* **Exercise prompt**:
Please retype the text on the adequacy of the agencies' searches, starting with "Joseph Gleason, who" and going on through "conduct the searches.".

* **Reading text**:
────────────────

While the defendant agencies have submitted numerous declarations in an attempt to meet their burden with regard to the adequacy of the searches, these declarations do not leave either the plaintiff or this Court confident that the agencies have conducted searches reasonably calculated to uncover all relevant documents. The declarations make conclusory statements that the searches were adequate, but fail to provide necessary details for the Court to determine if this was in fact the case.
Joseph Gleason, who submitted a declaration describing the search conducted by USBP's Tuscon Sector, states: "I directed the search for records in a manner reasonably calculated to uncover all relevant documents. Additionally, to the best of my knowledge, those assigned to conduct the search, conducted the search in good faith using methods that [were] reasonably expected to produce the information requested." See Vaughn Index, Declaration of Joseph Gleason ¶ 5. The only specific detail that Mr. Gleason gives about the scope of the search or the methods used is a statement that he assigned specific categories of plaintiff's request to various employees, and that "I directed that these searches be conducted for information as it pertains to the Tuscon Sector." See id. ¶ 8. He provides no description of what methods were used to conduct the searches.
Arthur C. Angulo, in describing the search conducted by the USBP Yuma Sector Headquarters, states: "I checked my own files for any documents that might have been responsive to plaintiff's FOIA request. . . . [T]he central files at Yuma Sector Headquarters here in Yuma were searched and no responsive documents were found. . . . Frank Geary, the Sector Facility Manager checked his files for any documents that might have been responsive. . . ." See Vaughn Index, Declaration of Arthur C. Angulo ¶¶ 7-9. Mr. Angulo does not explain why these locations were the most likely to contain responsive records, why they were selected for searches and not other files, what specific files were searched or what search methods were used.
With regard to its search, CBP simply states that "the Office of Field Operations [a component of CBP] realized that they did not possess any responsive records. . . , " but the declarant does not explain how CBP came to this conclusion or whether the conclusion was based on an initial search for documents or some other basis. See Def. Rep., Declaration of Joanne Roman Stump ("Stump Decl.") ¶ 10. The declarations submitted by representatives of USBP and CBP provide virtually no detail about the agencies' filing systems, the likely location of responsive documents within the agencies, the rationale for searching certain locations and not others (or not conducting a search at all in the case of CBP), or the search methods used.

────────────────

* **Data records**:
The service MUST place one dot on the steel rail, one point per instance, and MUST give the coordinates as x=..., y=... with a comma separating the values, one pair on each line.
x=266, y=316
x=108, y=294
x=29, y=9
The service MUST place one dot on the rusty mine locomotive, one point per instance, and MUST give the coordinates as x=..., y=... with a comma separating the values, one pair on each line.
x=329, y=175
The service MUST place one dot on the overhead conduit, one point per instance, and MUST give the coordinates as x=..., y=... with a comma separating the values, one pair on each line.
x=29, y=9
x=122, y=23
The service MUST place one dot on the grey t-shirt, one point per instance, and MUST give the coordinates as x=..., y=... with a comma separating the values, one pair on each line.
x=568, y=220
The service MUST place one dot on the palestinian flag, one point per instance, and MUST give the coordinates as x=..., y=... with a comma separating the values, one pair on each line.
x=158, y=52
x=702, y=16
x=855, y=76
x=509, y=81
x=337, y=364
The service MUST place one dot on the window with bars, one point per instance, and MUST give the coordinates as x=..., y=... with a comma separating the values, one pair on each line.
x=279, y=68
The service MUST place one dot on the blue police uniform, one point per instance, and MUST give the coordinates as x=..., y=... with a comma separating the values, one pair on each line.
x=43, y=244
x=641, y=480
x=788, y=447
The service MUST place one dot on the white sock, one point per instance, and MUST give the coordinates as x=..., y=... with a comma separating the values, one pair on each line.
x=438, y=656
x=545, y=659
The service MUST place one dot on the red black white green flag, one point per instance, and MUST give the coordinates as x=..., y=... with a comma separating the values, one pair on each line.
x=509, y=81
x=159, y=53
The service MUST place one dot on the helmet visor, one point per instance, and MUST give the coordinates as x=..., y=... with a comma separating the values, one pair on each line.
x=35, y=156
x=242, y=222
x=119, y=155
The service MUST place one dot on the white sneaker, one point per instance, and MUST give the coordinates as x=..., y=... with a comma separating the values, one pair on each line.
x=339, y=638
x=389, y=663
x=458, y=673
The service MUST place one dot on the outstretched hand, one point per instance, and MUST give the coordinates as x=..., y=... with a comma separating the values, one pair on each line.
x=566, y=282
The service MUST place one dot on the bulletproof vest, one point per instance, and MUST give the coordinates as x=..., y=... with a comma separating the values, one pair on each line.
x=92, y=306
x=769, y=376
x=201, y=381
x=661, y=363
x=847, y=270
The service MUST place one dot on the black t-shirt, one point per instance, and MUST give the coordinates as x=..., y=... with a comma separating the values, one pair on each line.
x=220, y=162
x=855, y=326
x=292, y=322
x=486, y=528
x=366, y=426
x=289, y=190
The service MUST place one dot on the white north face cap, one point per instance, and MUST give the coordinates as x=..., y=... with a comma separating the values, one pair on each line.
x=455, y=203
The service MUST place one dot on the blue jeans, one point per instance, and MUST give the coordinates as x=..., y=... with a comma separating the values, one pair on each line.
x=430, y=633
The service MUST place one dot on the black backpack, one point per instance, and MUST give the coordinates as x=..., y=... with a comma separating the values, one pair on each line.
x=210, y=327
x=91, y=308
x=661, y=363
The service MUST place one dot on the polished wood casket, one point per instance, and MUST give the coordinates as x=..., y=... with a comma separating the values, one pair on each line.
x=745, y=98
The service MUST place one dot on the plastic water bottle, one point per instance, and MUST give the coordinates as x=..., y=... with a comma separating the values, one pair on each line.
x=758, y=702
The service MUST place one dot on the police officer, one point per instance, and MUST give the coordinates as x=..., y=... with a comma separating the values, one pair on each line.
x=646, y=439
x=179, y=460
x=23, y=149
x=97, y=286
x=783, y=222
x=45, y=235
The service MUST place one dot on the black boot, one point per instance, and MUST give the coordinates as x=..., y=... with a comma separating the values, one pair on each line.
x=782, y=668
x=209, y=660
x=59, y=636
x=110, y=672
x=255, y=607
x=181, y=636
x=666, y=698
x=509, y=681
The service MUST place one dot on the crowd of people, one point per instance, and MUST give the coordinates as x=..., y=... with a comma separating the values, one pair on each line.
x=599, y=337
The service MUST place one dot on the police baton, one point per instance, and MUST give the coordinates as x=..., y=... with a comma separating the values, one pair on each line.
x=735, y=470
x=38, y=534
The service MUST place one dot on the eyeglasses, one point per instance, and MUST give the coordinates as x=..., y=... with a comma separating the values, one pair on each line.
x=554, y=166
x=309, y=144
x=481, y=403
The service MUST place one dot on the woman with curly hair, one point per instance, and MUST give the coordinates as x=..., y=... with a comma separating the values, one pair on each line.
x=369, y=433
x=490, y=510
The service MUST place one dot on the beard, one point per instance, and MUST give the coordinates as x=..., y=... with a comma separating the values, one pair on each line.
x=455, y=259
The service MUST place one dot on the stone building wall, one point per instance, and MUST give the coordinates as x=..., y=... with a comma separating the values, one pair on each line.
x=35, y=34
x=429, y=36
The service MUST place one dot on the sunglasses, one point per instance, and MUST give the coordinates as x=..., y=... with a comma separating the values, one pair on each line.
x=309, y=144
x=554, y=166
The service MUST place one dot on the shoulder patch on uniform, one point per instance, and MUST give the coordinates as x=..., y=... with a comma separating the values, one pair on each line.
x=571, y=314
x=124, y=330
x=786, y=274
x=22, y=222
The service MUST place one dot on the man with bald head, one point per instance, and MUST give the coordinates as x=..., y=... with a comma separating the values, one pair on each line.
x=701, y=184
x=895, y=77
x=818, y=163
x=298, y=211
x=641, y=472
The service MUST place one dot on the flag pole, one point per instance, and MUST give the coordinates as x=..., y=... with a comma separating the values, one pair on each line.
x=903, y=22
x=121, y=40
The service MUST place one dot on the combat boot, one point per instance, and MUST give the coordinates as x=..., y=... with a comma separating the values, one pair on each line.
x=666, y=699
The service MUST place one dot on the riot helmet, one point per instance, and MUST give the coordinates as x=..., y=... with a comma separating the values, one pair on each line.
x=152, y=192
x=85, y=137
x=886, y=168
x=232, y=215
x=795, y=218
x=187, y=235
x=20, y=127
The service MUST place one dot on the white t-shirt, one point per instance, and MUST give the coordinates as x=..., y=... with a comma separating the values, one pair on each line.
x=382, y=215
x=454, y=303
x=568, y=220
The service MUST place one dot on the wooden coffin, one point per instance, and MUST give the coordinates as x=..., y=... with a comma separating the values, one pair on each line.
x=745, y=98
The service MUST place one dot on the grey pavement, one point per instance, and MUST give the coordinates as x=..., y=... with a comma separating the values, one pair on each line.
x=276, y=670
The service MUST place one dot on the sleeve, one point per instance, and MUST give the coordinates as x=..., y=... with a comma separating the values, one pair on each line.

────────────────

* **Task response**:
Joseph Gleason, who submitted a declaration describing the search conducted by USBP's Tuscon Sector, states: "I directed the search for records in a manner reasonably calculated to uncover all relevant documents. Additionally, to the best of my knowledge, those assigned to conduct the search, conducted the search in good faith using methods that [were] reasonably expected to produce the information requested." See Vaughn Index, Declaration of Joseph Gleason ¶ 5. The only specific detail that Mr. Gleason gives about the scope of the search or the methods used is a statement that he assigned specific categories of plaintiff's request to various employees, and that "I directed that these searches be conducted for information as it pertains to the Tuscon Sector." See id. ¶ 8. He provides no description of what methods were used to conduct the searches.